• Brief: Pick out and copy every line of the material below that contains the word "white". Case counts, so a line with the word in different capitalization does not qualify.

• Entries provided:
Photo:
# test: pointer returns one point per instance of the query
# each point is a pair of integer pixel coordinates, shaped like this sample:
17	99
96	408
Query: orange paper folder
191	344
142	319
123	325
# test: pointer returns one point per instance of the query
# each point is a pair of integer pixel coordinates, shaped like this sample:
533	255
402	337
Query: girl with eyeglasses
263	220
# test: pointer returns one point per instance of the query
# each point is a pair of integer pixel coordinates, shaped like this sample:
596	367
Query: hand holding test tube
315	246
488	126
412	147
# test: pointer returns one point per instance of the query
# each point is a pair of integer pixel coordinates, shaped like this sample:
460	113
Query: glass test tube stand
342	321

==

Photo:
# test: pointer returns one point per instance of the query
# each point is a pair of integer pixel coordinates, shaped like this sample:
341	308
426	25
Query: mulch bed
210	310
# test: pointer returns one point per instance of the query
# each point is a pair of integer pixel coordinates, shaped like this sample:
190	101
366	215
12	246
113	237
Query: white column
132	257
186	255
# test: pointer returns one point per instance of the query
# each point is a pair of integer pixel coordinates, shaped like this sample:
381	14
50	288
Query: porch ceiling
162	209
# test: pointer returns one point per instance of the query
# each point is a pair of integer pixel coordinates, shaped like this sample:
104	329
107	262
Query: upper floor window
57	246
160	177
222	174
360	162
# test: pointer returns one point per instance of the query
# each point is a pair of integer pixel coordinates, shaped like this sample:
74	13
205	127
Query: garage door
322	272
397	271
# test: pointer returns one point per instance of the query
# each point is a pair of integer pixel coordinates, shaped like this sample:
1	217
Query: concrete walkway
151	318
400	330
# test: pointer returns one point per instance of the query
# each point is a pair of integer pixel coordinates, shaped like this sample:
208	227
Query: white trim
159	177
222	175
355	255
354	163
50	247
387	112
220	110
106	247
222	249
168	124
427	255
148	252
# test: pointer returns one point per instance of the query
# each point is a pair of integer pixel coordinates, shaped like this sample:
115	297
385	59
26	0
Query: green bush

• The reply:
Query: white column
Query: white trim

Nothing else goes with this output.